Requirement: Reproduce word for word the part of the article on Promise Arizona's voter registration drive that opens with the words "The campaign, conducted" and closes with "for the group.".

Passage to read:
The campaign, conducted primarily by volunteers for the group Promise Arizona, began in February and continued throughout the year, registering 1,587 voters, according to Alicia Luna, regional coordinator for the group.
Promise Arizona formed in 2010 in opposition to the immigration law SB 1070, passed by the state Legislature and signed into law by Gov. Jan Brewer.
One of the law's most controversial provisions requires Arizona police officers to check the immigration status of people they have stopped if they believe those people are in the country illegally. That part initially was suspended by a federal judge but later upheld by the U.S. Supreme Court.
While the deadline has passed for registering to vote in the general election, Promise Arizona's efforts are not over, Luna said. “We are going to follow up with each of the people we registered to make sure that they vote.”
The group sees its mission as not only voter registration but promoting citizen involvement in the political process, she said.
Lizbeth Vasquez, one of the volunteers in the campaign, said lack of information has limited the participation of some Hispanics in elections.
“Many people didn't know where and how to vote. We found a lot of cases of people who have been citizens for many years without registering to vote for that reason — because they didn't know who to do it.”
“What I think has happened,” added another participant in the campaign, Nasheli Castro, “is that a lack of information has caused disinterest and that disinterest is passed on from parents to children.”

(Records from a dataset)
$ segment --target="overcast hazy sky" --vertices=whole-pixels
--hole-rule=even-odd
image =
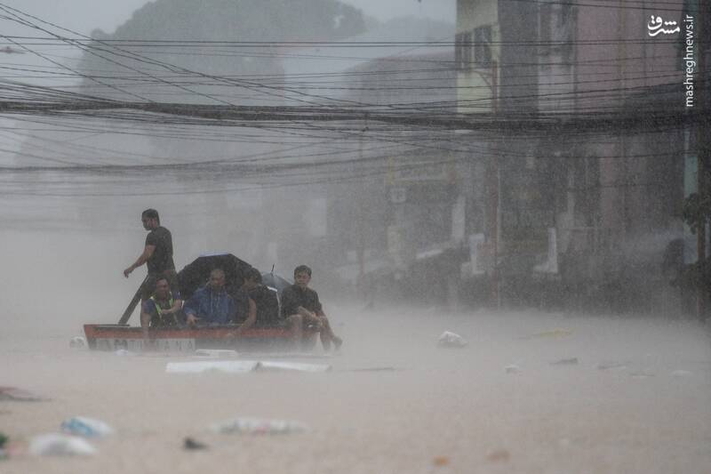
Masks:
[[[415,15],[451,22],[454,22],[457,4],[456,0],[344,1],[379,20]],[[147,0],[0,0],[0,4],[17,8],[84,35],[88,35],[96,28],[112,33],[116,27],[131,18],[131,14],[137,8],[147,3],[148,3]],[[12,33],[4,31],[4,34]]]

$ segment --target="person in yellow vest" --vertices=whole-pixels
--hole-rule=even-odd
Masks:
[[[158,277],[156,291],[143,302],[140,309],[140,327],[143,339],[148,339],[149,327],[178,327],[184,324],[183,301],[180,292],[171,292],[168,278]]]

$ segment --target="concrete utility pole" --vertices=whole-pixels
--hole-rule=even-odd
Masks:
[[[699,2],[703,4],[704,2]],[[699,5],[697,8],[698,18],[696,20],[696,33],[697,33],[697,46],[699,52],[699,61],[696,69],[696,103],[699,109],[697,113],[705,113],[707,111],[708,106],[708,91],[707,86],[707,49],[708,47],[708,41],[711,40],[711,34],[709,34],[709,16],[707,8],[705,5]],[[709,124],[699,123],[696,126],[696,143],[697,143],[697,193],[699,197],[703,197],[708,194],[708,178],[709,172],[709,147],[711,146],[711,137],[709,134]],[[699,273],[700,276],[700,285],[697,285],[696,289],[696,315],[702,322],[706,322],[706,308],[707,308],[707,295],[708,288],[706,284],[707,273],[707,261],[706,261],[706,220],[700,223],[696,235],[696,247],[697,247],[697,262],[699,265]]]

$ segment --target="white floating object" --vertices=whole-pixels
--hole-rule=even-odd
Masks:
[[[523,372],[523,371],[521,370],[521,367],[519,367],[518,366],[516,366],[515,364],[511,364],[510,366],[507,366],[506,367],[504,367],[504,371],[507,374],[519,374],[521,372]]]
[[[259,371],[296,371],[296,372],[328,372],[328,364],[305,364],[302,362],[260,361],[255,370]]]
[[[260,418],[235,418],[215,423],[211,430],[222,434],[284,435],[300,433],[308,427],[300,422],[290,420],[266,420]]]
[[[198,349],[195,351],[195,355],[200,358],[236,358],[238,356],[236,350],[231,349]]]
[[[437,339],[437,344],[440,347],[447,348],[462,348],[467,344],[459,334],[456,334],[450,331],[444,331]]]
[[[303,364],[300,362],[260,361],[260,360],[205,360],[195,362],[169,362],[167,374],[203,374],[221,372],[226,374],[246,374],[253,371],[296,371],[326,372],[328,364]]]
[[[84,336],[75,336],[69,340],[69,347],[75,349],[84,349],[86,347],[86,339]]]
[[[73,416],[61,423],[61,430],[67,434],[84,438],[103,438],[114,434],[114,429],[101,420],[85,416]]]
[[[48,433],[32,438],[29,453],[36,456],[87,456],[95,454],[97,451],[83,438]]]
[[[691,374],[688,370],[675,370],[674,372],[672,372],[673,377],[688,377],[690,375],[693,375],[693,374]]]
[[[131,350],[128,350],[128,349],[119,349],[116,352],[114,352],[114,354],[116,354],[116,356],[121,356],[121,357],[135,356],[136,355],[135,352],[132,352]]]
[[[165,366],[167,374],[203,374],[204,372],[224,372],[245,374],[252,372],[259,364],[256,360],[205,360],[196,362],[169,362]]]

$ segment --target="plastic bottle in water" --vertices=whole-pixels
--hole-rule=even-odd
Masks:
[[[61,430],[70,435],[84,438],[102,438],[114,432],[114,429],[100,420],[73,416],[61,423]]]

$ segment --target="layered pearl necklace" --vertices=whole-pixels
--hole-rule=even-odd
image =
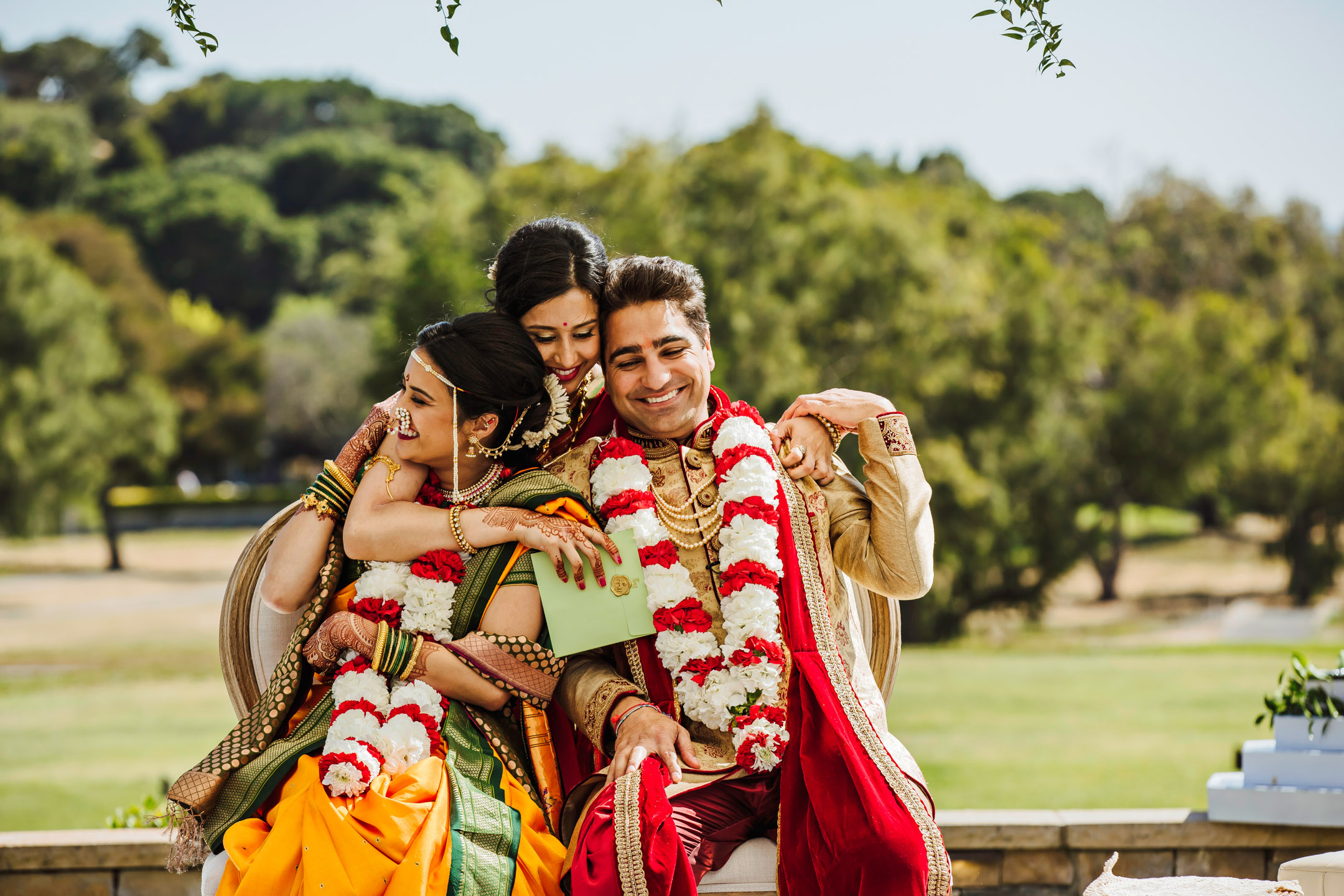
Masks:
[[[476,485],[464,489],[462,492],[453,494],[452,489],[439,488],[438,490],[444,493],[453,504],[472,504],[476,498],[482,497],[493,489],[500,477],[504,474],[503,463],[491,463],[491,469],[485,470],[485,476],[476,481]]]
[[[657,631],[659,660],[685,715],[718,731],[732,732],[737,762],[747,771],[769,771],[784,756],[784,639],[780,634],[780,482],[770,454],[770,434],[759,412],[745,402],[711,419],[714,470],[720,482],[712,508],[711,535],[681,544],[669,528],[700,532],[694,502],[671,504],[653,490],[644,449],[612,437],[593,455],[593,502],[607,532],[634,532],[648,584],[648,606]],[[665,525],[694,519],[694,531]],[[719,535],[723,568],[724,642],[710,630],[712,618],[700,604],[677,547],[698,548]]]

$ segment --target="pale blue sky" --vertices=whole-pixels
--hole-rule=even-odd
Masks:
[[[199,0],[210,59],[164,0],[0,0],[19,47],[133,24],[169,36],[179,64],[142,78],[155,98],[206,71],[349,75],[379,91],[452,99],[500,130],[513,159],[547,142],[609,160],[634,137],[694,142],[758,101],[836,152],[950,148],[996,195],[1087,185],[1111,203],[1152,171],[1250,185],[1344,222],[1344,3],[1054,0],[1067,78],[1040,77],[982,0],[465,0],[460,58],[431,0]],[[988,5],[988,4],[986,4]]]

Final result:
The campaign, conducted primarily by volunteers for the group Promise Arizona, began in February and continued throughout the year, registering 1,587 voters, according to Alicia Luna, regional coordinator for the group.